◆ 练习部分 ◆
**1.** 在这篇关于 NodeManager 异常的文章里，重启服务后，有个从节点只运行了哪个进程？
**2.** 请把这篇关于 NodeManager 异常的文章中从“Hadoop服务好一阵没管了,今天上线发现从节点已宕机。”起，到“at org.apache.hadoop.yarn.ipc.YarnRPC.getServer(YarnRPC.java:54)”为止（包括这几个字）的部分逐字重新打出来。

◆ 文章 ◆

====

美文网首页
Hadoop YARN 从节点NodeManager异常

Hadoop YARN 从节点NodeManager异常

作者: vickeex | 来源:发表于2020-03-14 11:44 被阅读0次

    Hadoop服务好一阵没管了,今天上线发现从节点已宕机。
    重启服务后,有个从节点只运行了DataNode而没有NodeManager进程,查看日志报错如下。

    2020-03-14 11:26:37,654 ERROR org.apache.hadoop.yarn.server.nodemanager.NodeManager: Error starting NodeManager
    org.apache.hadoop.yarn.exceptions.YarnRuntimeException: java.net.BindException: Problem binding to [0.0.0.0:8040] java.net.BindException: Address already in use; For more details see:  http://wiki.apache.org/hadoop/BindException
            at org.apache.hadoop.yarn.factories.impl.pb.RpcServerFactoryPBImpl.getServer(RpcServerFactoryPBImpl.java:138)
            at org.apache.hadoop.yarn.ipc.HadoopYarnProtoRPC.getServer(HadoopYarnProtoRPC.java:65)
            at org.apache.hadoop.yarn.ipc.YarnRPC.getServer(YarnRPC.java:54)
            at org.apache.hadoop.yarn.server.nodemanager.containermanager.localizer.ResourceLocalizationService.createServer(ResourceLocalizationService.java:412)
            at org.apache.hadoop.yarn.server.nodemanager.containermanager.localizer.ResourceLocalizationService.serviceStart(ResourceLocalizationService.java:388)
            at org.apache.hadoop.service.AbstractService.start(AbstractService.java:194)
            at org.apache.hadoop.service.CompositeService.serviceStart(CompositeService.java:121)
            at org.apache.hadoop.yarn.server.nodemanager.containermanager.ContainerManagerImpl.serviceStart(ContainerManagerImpl.java:668)
            at org.apache.hadoop.service.AbstractService.start(AbstractService.java:194)

====

◆ 条目 ◆
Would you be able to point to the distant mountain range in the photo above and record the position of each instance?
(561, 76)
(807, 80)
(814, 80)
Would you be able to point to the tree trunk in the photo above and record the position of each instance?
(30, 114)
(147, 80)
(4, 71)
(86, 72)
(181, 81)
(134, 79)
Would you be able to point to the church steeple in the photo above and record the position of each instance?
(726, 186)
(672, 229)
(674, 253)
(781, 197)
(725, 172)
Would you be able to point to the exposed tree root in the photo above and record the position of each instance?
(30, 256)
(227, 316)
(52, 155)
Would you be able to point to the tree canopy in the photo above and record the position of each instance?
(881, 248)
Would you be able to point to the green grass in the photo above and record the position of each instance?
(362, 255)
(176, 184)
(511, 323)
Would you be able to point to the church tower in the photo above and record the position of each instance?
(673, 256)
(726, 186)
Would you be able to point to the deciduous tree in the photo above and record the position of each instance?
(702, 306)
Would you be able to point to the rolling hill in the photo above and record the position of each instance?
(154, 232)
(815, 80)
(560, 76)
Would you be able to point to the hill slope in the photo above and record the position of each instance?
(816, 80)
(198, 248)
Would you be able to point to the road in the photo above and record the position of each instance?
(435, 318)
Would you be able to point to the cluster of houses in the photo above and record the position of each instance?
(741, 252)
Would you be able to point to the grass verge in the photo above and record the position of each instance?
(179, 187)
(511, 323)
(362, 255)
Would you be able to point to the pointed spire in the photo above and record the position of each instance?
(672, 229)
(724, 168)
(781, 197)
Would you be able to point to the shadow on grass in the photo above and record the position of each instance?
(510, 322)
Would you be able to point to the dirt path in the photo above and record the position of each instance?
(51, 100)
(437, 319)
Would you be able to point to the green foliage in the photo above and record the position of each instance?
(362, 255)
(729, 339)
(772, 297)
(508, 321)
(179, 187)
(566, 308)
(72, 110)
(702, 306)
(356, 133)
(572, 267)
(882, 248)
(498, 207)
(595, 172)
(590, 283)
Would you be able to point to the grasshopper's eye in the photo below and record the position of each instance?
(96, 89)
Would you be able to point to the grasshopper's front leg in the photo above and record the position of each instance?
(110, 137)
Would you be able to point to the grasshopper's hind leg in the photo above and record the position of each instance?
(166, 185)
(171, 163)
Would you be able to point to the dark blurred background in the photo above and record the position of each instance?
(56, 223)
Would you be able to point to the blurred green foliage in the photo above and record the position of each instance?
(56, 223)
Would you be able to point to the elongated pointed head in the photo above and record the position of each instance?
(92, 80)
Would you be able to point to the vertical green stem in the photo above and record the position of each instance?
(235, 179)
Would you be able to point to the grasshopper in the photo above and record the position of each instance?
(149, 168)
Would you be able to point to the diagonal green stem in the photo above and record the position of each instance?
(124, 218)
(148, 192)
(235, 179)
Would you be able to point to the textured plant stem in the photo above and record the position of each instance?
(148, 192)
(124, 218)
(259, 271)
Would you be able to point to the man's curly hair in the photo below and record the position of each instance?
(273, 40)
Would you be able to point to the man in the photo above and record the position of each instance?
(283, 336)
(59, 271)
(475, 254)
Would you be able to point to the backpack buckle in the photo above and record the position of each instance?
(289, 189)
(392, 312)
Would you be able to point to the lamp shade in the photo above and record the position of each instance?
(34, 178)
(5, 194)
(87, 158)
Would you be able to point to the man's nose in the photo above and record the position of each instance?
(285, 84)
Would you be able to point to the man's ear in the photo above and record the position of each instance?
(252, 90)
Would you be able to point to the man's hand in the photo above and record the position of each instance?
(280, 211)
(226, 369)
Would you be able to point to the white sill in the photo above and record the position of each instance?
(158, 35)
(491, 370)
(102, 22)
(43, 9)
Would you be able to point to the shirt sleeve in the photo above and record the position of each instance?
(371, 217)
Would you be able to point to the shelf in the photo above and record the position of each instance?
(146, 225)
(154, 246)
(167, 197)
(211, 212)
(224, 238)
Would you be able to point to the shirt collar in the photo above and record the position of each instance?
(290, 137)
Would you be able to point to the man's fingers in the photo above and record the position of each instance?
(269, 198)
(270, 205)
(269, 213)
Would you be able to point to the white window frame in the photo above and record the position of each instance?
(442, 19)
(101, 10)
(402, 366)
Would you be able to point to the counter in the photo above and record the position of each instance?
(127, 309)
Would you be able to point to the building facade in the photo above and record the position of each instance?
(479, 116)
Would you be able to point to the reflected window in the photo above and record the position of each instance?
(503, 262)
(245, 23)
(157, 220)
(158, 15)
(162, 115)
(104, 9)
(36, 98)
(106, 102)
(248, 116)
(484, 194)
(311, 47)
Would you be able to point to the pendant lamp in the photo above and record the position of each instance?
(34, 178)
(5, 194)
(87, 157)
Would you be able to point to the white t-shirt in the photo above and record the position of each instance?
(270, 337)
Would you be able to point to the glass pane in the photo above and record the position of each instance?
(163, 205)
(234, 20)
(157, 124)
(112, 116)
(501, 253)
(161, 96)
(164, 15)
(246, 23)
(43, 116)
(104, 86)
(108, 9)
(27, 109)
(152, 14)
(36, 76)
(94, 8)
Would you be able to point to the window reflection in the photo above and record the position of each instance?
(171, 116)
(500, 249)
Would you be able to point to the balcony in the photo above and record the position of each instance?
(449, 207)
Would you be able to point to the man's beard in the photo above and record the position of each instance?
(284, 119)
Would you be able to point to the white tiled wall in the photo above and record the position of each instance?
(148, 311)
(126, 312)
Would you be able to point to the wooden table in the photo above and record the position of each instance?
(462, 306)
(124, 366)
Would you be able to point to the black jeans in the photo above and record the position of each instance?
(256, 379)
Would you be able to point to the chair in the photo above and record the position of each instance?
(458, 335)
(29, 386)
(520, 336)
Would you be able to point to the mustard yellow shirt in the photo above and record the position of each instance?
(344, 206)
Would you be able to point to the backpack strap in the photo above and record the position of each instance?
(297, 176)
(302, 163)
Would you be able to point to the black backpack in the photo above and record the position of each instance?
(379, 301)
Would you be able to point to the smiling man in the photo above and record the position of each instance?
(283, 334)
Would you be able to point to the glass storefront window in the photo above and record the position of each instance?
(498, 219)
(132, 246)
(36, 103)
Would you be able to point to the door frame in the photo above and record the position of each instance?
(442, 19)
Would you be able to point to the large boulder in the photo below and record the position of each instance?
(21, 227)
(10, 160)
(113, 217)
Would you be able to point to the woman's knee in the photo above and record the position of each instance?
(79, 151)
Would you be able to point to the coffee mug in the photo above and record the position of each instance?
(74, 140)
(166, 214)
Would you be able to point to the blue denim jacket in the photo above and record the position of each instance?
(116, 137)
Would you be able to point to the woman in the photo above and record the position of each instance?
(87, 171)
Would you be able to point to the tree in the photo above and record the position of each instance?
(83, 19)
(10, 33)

====

◆ 最终结果 ◆
**1.** DataNode。

**2.**
Hadoop服务好一阵没管了,今天上线发现从节点已宕机。
    重启服务后,有个从节点只运行了DataNode而没有NodeManager进程,查看日志报错如下。

    2020-03-14 11:26:37,654 ERROR org.apache.hadoop.yarn.server.nodemanager.NodeManager: Error starting NodeManager
    org.apache.hadoop.yarn.exceptions.YarnRuntimeException: java.net.BindException: Problem binding to [0.0.0.0:8040] java.net.BindException: Address already in use; For more details see:  http://wiki.apache.org/hadoop/BindException
            at org.apache.hadoop.yarn.factories.impl.pb.RpcServerFactoryPBImpl.getServer(RpcServerFactoryPBImpl.java:138)
            at org.apache.hadoop.yarn.ipc.HadoopYarnProtoRPC.getServer(HadoopYarnProtoRPC.java:65)
            at org.apache.hadoop.yarn.ipc.YarnRPC.getServer(YarnRPC.java:54)